§ Okuma parçası:

^^^^^^^^

Ülkeler, gelecekte potansiyel olarak daha kötü çıkışlar ve kargaşa ile başa çıkmak için hayati önemdeki döviz rezervlerini korumalıdır. Yapabilecek olanlar, gelişmiş ekonomi merkez bankalarıyla takas hatlarını eski haline getirmelidir. Orta düzeyde kırılganlıkları ele alma ihtiyacı duyan sağlam ekonomik politikalara sahip ülkeler, gelecekteki likidite ihtiyaçlarını karşılamak için proaktif olarak IMF’nin ihtiyati imkânlarından da yararlanabilirler. Büyük döviz borcu olanlar, geri ödeme profillerini yumuşatmak için borç yönetimi operasyonlarına ek olarak sermaye akışı yönetimi veya makro ihtiyati politikalar kullanarak döviz uyumsuzluklarını azaltmalıdır.

^^^^^^^^

§ Verilen bilgiler:
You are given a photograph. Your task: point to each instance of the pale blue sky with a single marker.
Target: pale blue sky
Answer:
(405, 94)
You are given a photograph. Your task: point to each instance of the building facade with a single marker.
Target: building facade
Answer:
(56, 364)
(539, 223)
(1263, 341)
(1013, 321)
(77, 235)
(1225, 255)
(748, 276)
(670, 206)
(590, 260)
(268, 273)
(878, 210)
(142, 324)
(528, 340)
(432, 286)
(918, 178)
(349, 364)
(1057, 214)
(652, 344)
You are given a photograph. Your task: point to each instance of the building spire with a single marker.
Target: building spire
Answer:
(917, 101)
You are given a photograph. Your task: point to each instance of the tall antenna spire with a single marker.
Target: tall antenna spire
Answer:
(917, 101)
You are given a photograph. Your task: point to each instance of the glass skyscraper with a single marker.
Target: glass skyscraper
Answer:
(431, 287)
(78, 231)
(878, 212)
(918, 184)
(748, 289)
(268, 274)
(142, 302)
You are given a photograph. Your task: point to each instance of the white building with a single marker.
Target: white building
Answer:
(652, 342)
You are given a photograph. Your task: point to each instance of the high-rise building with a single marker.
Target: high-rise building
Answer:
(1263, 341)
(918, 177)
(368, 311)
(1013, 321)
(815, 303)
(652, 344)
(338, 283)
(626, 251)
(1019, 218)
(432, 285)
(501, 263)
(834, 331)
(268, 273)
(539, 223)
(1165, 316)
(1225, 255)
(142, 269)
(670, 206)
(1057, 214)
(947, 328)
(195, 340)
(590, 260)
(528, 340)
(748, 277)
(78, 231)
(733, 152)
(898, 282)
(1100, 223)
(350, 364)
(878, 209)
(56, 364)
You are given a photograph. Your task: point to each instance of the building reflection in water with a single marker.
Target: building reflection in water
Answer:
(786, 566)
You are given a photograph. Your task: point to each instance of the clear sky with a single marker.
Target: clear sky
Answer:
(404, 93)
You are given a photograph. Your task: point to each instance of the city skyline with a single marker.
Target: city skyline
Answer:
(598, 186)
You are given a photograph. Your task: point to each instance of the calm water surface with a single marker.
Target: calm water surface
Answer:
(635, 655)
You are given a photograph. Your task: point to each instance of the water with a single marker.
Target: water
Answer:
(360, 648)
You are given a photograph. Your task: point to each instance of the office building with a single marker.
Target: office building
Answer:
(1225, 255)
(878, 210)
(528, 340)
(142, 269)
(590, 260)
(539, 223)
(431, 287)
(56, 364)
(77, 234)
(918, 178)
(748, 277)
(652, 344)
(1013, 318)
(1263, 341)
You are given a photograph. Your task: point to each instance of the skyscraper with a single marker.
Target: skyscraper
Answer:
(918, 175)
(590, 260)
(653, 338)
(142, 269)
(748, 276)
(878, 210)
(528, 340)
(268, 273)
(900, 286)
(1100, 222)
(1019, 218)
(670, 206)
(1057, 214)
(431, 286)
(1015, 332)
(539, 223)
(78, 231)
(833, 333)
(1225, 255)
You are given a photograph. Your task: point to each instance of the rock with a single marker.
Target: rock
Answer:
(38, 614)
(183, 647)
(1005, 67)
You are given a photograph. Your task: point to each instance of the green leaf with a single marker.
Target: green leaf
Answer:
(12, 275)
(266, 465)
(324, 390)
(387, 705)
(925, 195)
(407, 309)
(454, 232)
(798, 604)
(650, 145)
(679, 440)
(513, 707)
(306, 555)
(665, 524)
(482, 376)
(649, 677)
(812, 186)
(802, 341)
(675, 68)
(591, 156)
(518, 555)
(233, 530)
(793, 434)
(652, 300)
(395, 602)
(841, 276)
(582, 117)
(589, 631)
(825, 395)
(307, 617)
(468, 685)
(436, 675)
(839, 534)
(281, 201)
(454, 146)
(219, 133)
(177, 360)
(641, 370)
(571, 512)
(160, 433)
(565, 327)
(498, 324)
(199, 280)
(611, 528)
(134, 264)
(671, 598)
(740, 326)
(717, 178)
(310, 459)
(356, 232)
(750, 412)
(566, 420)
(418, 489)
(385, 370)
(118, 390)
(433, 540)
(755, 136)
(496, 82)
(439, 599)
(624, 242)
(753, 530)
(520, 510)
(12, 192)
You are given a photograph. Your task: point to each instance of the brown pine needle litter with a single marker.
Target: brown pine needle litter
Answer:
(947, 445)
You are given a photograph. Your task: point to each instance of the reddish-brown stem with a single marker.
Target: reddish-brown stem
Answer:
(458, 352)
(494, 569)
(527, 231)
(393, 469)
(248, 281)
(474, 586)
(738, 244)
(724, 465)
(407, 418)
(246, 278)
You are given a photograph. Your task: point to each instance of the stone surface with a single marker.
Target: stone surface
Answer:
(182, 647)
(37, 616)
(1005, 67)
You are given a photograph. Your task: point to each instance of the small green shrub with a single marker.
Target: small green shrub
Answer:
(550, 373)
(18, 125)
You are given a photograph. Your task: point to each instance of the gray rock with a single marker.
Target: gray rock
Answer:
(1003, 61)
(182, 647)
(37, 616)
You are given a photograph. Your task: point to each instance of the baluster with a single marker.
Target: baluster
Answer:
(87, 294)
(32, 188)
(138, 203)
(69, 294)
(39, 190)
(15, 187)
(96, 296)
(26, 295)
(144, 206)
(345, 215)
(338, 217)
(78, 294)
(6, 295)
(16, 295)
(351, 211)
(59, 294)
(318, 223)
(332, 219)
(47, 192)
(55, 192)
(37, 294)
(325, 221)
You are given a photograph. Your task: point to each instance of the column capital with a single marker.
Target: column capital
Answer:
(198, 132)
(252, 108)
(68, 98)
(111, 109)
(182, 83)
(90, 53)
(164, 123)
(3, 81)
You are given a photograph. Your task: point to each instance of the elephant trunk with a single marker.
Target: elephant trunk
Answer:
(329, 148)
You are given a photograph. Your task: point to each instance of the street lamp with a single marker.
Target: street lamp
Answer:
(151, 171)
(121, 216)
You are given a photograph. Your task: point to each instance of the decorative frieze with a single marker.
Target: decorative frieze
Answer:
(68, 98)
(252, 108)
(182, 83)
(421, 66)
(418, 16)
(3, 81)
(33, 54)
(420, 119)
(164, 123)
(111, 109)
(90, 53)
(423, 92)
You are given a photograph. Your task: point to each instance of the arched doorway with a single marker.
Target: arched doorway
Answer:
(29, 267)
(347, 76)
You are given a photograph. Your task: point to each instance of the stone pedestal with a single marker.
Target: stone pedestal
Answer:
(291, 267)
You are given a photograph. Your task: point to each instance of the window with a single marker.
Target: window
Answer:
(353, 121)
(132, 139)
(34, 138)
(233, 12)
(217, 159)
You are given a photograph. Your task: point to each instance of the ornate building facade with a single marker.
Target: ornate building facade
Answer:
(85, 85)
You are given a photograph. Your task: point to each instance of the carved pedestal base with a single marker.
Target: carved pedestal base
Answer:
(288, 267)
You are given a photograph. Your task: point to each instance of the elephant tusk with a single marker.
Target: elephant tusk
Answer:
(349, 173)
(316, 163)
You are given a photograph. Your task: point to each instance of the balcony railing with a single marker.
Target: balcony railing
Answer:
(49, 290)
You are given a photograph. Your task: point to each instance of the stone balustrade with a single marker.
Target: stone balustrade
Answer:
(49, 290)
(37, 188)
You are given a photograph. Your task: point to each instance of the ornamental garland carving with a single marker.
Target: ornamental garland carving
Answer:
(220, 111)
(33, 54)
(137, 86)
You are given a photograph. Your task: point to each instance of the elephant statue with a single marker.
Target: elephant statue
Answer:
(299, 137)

^^^^^^^^

§ Yönergeler:
1 > Okuma parçasında "Ülkeler, gelecekte potansiyel" ile başlayıp "döviz uyumsuzluklarını azaltmalıdır." ile biten bölümü, "döviz rezervlerini" yerine "yabancı para rezervlerini" kullanarak yeniden yazın.
2 > Okuma parçasına göre ülkeler döviz rezervlerini ne amaçla korumalıdır?

§ Alıştırma yanıtları:
1 >
Ülkeler, gelecekte potansiyel olarak daha kötü çıkışlar ve kargaşa ile başa çıkmak için hayati önemdeki yabancı para rezervlerini korumalıdır. Yapabilecek olanlar, gelişmiş ekonomi merkez bankalarıyla takas hatlarını eski haline getirmelidir. Orta düzeyde kırılganlıkları ele alma ihtiyacı duyan sağlam ekonomik politikalara sahip ülkeler, gelecekteki likidite ihtiyaçlarını karşılamak için proaktif olarak IMF’nin ihtiyati imkânlarından da yararlanabilirler. Büyük döviz borcu olanlar, geri ödeme profillerini yumuşatmak için borç yönetimi operasyonlarına ek olarak sermaye akışı yönetimi veya makro ihtiyati politikalar kullanarak döviz uyumsuzluklarını azaltmalıdır.

2 > Gelecekte potansiyel olarak daha kötü çıkışlar ve kargaşa ile başa çıkmak için.